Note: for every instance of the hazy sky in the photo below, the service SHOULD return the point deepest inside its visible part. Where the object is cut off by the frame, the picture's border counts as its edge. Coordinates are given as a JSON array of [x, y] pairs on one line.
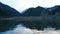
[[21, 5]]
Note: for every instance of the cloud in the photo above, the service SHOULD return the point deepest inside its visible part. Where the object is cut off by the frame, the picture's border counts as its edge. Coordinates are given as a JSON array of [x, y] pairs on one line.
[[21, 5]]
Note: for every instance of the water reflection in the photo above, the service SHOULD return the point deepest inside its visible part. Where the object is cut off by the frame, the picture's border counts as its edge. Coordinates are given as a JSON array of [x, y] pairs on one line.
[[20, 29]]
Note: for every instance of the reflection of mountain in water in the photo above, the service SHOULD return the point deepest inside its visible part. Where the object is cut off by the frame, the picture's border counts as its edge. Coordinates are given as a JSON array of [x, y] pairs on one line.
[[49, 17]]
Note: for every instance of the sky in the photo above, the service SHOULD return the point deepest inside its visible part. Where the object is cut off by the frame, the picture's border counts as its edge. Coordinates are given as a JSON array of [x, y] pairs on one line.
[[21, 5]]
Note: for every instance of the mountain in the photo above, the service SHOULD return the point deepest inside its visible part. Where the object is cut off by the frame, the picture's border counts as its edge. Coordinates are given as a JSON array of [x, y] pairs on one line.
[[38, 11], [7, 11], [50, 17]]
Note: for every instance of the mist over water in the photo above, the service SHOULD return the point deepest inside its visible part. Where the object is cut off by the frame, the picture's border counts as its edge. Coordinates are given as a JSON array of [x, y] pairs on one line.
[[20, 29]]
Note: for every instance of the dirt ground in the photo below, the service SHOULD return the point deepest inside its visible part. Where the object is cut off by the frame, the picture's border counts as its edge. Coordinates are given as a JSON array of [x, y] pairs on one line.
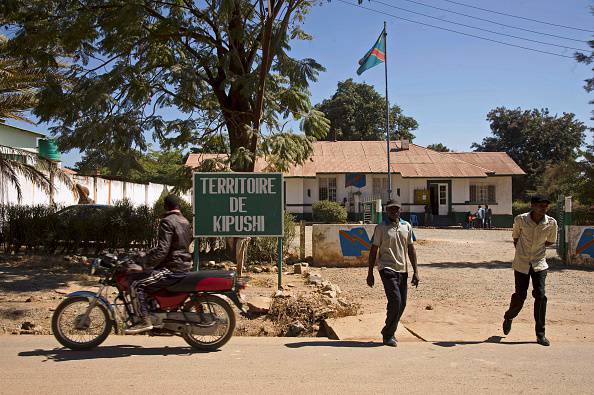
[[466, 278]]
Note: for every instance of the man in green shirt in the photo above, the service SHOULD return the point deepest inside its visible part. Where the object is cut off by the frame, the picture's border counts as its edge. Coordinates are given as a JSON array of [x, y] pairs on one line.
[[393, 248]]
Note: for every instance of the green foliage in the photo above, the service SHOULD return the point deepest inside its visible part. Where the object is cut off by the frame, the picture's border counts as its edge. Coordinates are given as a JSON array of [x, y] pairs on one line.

----------------

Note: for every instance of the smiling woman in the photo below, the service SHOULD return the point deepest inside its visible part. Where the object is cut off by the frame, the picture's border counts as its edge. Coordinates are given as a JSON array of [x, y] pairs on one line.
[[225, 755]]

----------------

WHAT NEEDS TO BE DONE:
Rewrite the lines from the one containing "Note: for every instance of the water" through the one containing "[[38, 11], [7, 11], [50, 17]]", inclusive, substituting "hill" for every "mountain" and changing nothing else.

EXPECTED OUTPUT:
Note: for every instance of the water reflection in the photo above, the service SHOULD return the point deepest inside its visible part. Where the object is cut off by the frame, the picture's border counts as its edge. Coordinates are given as a JSON array of [x, y] pairs on one line.
[[20, 29]]
Note: for every instance of the reflection of hill in water in the photo above, the service SHOULD return the point deepest inside its visible part. Where the object is cut off by the frame, the picture's border counts as its edge. Coordinates are given as a JSON array of [x, y] pairs on one line.
[[49, 17]]
Note: for every instance of the sky in the photo above, the service SHOULD return the point deepest inside its visible part. Where the object is cut off by the frame, the picture's border counts as its edge. Coordinates are given as a JSON array of [x, y] pairs on one line.
[[21, 5]]
Note: for every instance of the hill in the photo above, the service SHOULD return the point deepest inside its visible part. Where the object is cut off by the frame, the picture's border counts as its edge. Coordinates are given as a JSON array of [x, y] pairs on one line.
[[38, 11], [7, 11], [50, 17]]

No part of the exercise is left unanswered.